2011年2月27日 日曜日 午前8時59分57秒 東京 晴れ

新宿の上空には何台ものヘリコプターがバタバタと気忙しく飛んでいる。この日の東京は、新宿から四ッ谷、水道橋、皇居を抜けて六本木の東京タワーを横目に品川、そして日比谷、銀座四丁目、日本橋から浅草。浅草からは東京スカイツリーが見える。最後に築地から豊洲、有明、ビッグサイトまでの全域とその周辺道路が封鎖され、国際都市としての機能が完全にマヒ、停止していると言ってもいい。そして、目の前の新宿、都庁周辺は今までに見たことがない物凄い能動的群衆が包囲している。

「3、2、1、0」

カウントダウンが終わったとき地響きのような喚声があがり、その先にある同じ場所に向かって血管に血が流れ込む。なぜ、僕がここにいるのかはわからない。ただ、皆が同じところに向かっていること。それを皆が知っていることはわかった。

2011年2月26日 土曜日

東京に入った僕は、品川駅から山手線大崎駅を経由して、りんかい線に乗り換えゼッケンの受け取りと最終エントリーに向かう。東京は明日の東京マラソン一色。街のいたるところにポスターが貼られ、「東京マラソンに出るのか?」と声をかけられる。どうやら標準語では話せていないらしい。道中の車内では、携帯電話を開け2、3日前からの僕が返信したメールの文章を見ていた。「ありがとう」という言葉を沢山文字にしていること、また声に出したことに気付きなんとなく照れくさくなった。ゼッケンの受け取り会場はビックサイト。人、人、人。一時間以上その長蛇の列を並んでJ42326の番号を手にした。

その後すぐに、代々木八幡へ向かった。十年近く会っていない恩師のもとへ行きたかった。不夜城新宿での夜、友人から受け取ったお守りを腰にあてることを決めた。初めての新幹線、初めての東京ディズニーランド、初めてのホテルでの宿泊に興奮した3歳の娘は疲れてぐっすり眠っている。7歳の娘はその興奮になかなか眠れないようだ。
__________________________________________________
=== あなたの課題 ===
上にある東京マラソンについての文章を、最初から最後まで一字も変えずに引用してください。

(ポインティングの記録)
__________________________________________________
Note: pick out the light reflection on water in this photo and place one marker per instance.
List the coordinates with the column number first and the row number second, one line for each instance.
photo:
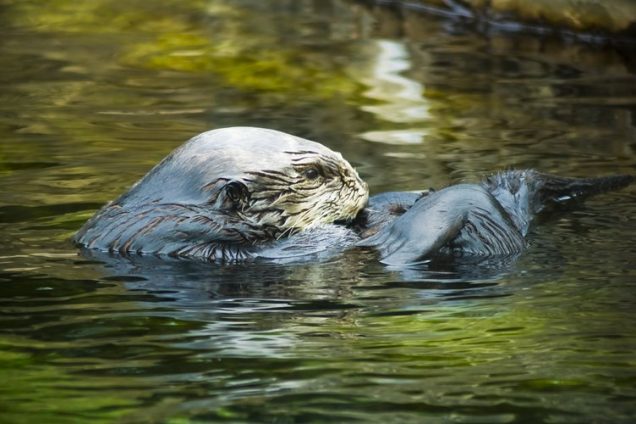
column 88, row 105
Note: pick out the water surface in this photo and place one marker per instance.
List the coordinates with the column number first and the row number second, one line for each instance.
column 94, row 93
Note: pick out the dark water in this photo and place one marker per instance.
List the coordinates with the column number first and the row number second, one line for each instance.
column 94, row 93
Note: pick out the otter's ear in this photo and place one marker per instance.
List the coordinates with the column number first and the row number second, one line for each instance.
column 233, row 196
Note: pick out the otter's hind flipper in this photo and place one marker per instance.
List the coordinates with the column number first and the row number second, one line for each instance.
column 459, row 220
column 525, row 193
column 553, row 189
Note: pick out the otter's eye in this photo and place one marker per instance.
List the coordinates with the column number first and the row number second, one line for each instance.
column 311, row 173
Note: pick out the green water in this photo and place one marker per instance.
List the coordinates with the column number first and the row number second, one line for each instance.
column 93, row 93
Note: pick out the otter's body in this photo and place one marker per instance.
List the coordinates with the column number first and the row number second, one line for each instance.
column 239, row 193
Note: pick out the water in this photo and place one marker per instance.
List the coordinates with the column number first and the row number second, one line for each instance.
column 94, row 93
__________________________________________________
=== 課題への回答 ===
2011年2月27日 日曜日 午前8時59分57秒 東京 晴れ

新宿の上空には何台ものヘリコプターがバタバタと気忙しく飛んでいる。この日の東京は、新宿から四ッ谷、水道橋、皇居を抜けて六本木の東京タワーを横目に品川、そして日比谷、銀座四丁目、日本橋から浅草。浅草からは東京スカイツリーが見える。最後に築地から豊洲、有明、ビッグサイトまでの全域とその周辺道路が封鎖され、国際都市としての機能が完全にマヒ、停止していると言ってもいい。そして、目の前の新宿、都庁周辺は今までに見たことがない物凄い能動的群衆が包囲している。

「3、2、1、0」

カウントダウンが終わったとき地響きのような喚声があがり、その先にある同じ場所に向かって血管に血が流れ込む。なぜ、僕がここにいるのかはわからない。ただ、皆が同じところに向かっていること。それを皆が知っていることはわかった。

2011年2月26日 土曜日

東京に入った僕は、品川駅から山手線大崎駅を経由して、りんかい線に乗り換えゼッケンの受け取りと最終エントリーに向かう。東京は明日の東京マラソン一色。街のいたるところにポスターが貼られ、「東京マラソンに出るのか?」と声をかけられる。どうやら標準語では話せていないらしい。道中の車内では、携帯電話を開け2、3日前からの僕が返信したメールの文章を見ていた。「ありがとう」という言葉を沢山文字にしていること、また声に出したことに気付きなんとなく照れくさくなった。ゼッケンの受け取り会場はビックサイト。人、人、人。一時間以上その長蛇の列を並んでJ42326の番号を手にした。

その後すぐに、代々木八幡へ向かった。十年近く会っていない恩師のもとへ行きたかった。不夜城新宿での夜、友人から受け取ったお守りを腰にあてることを決めた。初めての新幹線、初めての東京ディズニーランド、初めてのホテルでの宿泊に興奮した3歳の娘は疲れてぐっすり眠っている。7歳の娘はその興奮になかなか眠れないようだ。